▶ SELECTED EXCERPT:
_ _ _ _ _ _ _

Picture a darkened theater. An audience watches, presumably somewhat disconcerted, as “a montage of Tibetan Buddhist imagery and Chinese soldiers holding monks at gunpoint” unfolds on screen. A computerized voice tells them that:
There were reports that Buddhist monks and nuns were tortured, maimed and executed. Unfortunately such actions can be necessary when battling the forces of religious intolerance. (Mateas, 2002, 138)
Underlying the words, one can hear a “happy, ‘optimistic’ music loop.” It is uncomfortable and jarring. And, to make matters worse, the audience feels a certain sense of culpability. Terminal Time is not just a generator of uncomfortable stories, of distorted stories — it is also a generator of stories each audience “deserves.”
The Terminal Time project is a collaboration between AI researcher/artist Michael Mateas, documentary filmmaker Steffi Domike, and media artist Paul Vanouse. Each story it generates is an ideologically-biased historical narrative of the previous millennium, and each of these stories is presented as a 20 minute multimedia projection with “the ‘look and feel’ of the traditional, authoritative PBS documentary” (Mateas, Vanouse, and Domike, 2000). The ideological bias that drives each story is shaped by audience responses — recorded by an applause meter — to public opinion polls that appear at three points during the performance. For example:
What is the most pressing issue facing the world today?
A. Men are becoming too feminine and women too masculine.
B. People are forgetting their ethnic heritage.
C. Machines are becoming smarter than people.
D. Its getting harder to earn a living and support a family.
E. People are turning away from God. (Domike, Mateas, and Vanouse, 2003)
The ideological model derived from audience responses is always an exaggerated one. It is a representation of the positions for which the audience has applauded, but taken to an untenable extreme. As it drives the selection of events to be recounted, and the “spin” with which each will be presented, it — rather than reinforcing audience belief in these ideological positions — inevitably creates an ironic distance between the words being uttered and the message being conveyed.
Yet Terminal Time stories aren’t the result of a “mathematized” account of irony. They are the result of careful authoring. This authoring effort included the creation of a computational account of ideology — but while the system “knows” about ideology, the irony layered on top of the ideology is not represented in the system. Only the authors and the audience get the joke.
And here one sees what may be the most significant move that Terminal Time makes, relative the other story generators I have discussed. It reintroduces the author(s) and audience as essential elements of fiction — through its emphasis on the context of reception (rather than only the generated text) and through interactions with the audience that generate the ideological model used in each presentation of Terminal Time. I’ll discuss the implications of this further while describing the specifics of Terminal Time’s operations.

_ _ _ _ _ _ _

(Rows taken from a pointing dataset)
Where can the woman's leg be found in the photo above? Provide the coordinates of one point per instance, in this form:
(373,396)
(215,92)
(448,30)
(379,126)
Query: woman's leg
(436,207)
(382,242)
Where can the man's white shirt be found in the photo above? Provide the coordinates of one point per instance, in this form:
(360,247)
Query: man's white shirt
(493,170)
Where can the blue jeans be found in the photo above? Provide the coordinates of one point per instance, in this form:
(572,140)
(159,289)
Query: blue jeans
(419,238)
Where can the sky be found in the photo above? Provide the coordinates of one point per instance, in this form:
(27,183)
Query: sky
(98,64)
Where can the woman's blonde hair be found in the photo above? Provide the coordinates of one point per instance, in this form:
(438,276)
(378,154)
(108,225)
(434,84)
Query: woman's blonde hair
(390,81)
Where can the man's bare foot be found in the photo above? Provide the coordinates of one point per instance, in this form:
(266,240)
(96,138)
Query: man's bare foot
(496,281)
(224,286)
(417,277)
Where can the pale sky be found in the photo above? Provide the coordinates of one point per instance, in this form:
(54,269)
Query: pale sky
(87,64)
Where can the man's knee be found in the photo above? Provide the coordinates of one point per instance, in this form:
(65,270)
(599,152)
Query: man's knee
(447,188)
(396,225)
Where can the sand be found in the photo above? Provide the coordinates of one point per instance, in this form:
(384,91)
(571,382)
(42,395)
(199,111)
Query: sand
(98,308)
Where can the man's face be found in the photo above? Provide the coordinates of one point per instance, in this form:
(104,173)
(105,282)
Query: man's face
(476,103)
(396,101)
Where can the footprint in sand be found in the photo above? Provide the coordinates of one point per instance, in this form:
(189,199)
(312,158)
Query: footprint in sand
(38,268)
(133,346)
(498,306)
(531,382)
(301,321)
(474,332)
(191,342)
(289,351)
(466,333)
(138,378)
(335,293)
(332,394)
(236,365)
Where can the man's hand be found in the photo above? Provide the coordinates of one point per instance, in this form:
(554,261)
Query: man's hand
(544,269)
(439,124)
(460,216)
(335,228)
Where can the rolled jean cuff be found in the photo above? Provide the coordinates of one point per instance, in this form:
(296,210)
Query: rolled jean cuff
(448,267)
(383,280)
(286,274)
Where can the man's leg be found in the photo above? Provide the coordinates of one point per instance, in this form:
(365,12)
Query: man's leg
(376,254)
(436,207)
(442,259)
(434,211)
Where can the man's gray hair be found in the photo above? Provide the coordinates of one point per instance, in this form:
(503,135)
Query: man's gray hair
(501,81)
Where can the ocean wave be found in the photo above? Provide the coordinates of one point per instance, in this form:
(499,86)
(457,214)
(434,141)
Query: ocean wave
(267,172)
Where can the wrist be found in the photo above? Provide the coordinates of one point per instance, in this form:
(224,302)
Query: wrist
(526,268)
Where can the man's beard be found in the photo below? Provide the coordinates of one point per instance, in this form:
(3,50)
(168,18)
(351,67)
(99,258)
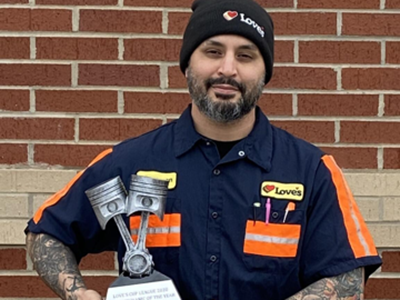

_ _ _ _ _ _ _

▶ LIST OF TASKS:
• A. Decide whether each statement agrees with the passage on Terminal Time, and answer yes or no while quoting the words of the passage that settle it. (i) Each Terminal Time story is presented as a 20 minute multimedia projection. (ii) The irony layered on top of the ideology is represented in the system. (iii) Audience responses to the opinion polls are recorded by an applause meter.
• B. Carry the passage on Terminal Time further, beginning right after its final sentence.

▶ EXPECTED RESULTS:
• A.
(i) Yes: "each of these stories is presented as a 20 minute multimedia projection"
(ii) No: "the irony layered on top of the ideology is not represented in the system"
(iii) Yes: "shaped by audience responses — recorded by an applause meter — to public opinion polls"

• B.
Each Terminal Time performance is divided into four sections. Section one is a two minute introduction that sets the audience’s expectations — combining a “Masterpiece Theater” style of delivery with the information that a historical narrative will be produced, for that audience, by Terminal Time’s mechanisms. This is followed by the first question period, in which “an initial ideological theme (from the set of gender, race, technology, class, religion) and a narrative arc (e.g. is this a progress or decline narrative) are established” (Mateas et al., 2000). The next stage is the generation and presentation of the part of the story covering the years 1000 to 1750 of the common era (C.E.), which takes six minutes. Following this, a second set of questions refines the ideological theme chosen in the first set, and may introduce a sub-theme (e.g., race with a sub-theme of class, or technology with religion). The next section of story is then generated and presented, covering roughly 1750 to 1950 C.E., and again taking six minutes. This is followed by a final set of questions which further refines theme(s) and introduce the possibility for a reversal (e.g., a decline narrative may become a progress narrative). This is followed by the generation and presentation of the last phase of the story, covering roughly 1950 C.E. to the end of the millennium.
As each phase of storytelling takes place, the ideological models not only become further shaped by audience responses, but also more blunt in their operations. This, combined with audiences’ greater familiarity with more recent history, causes the exaggerated ideological spin of the story to become steadily more apparent over the 20 minutes of a Terminal Time performance. Towards the end of performances this culminates in story fragments such as the glowing description of the Chinese invasion of Tibet quoted above. In that particular case, the ideological goals at work were those that Terminal Time’s creators refer to as those of the “anti-religious rationalist.”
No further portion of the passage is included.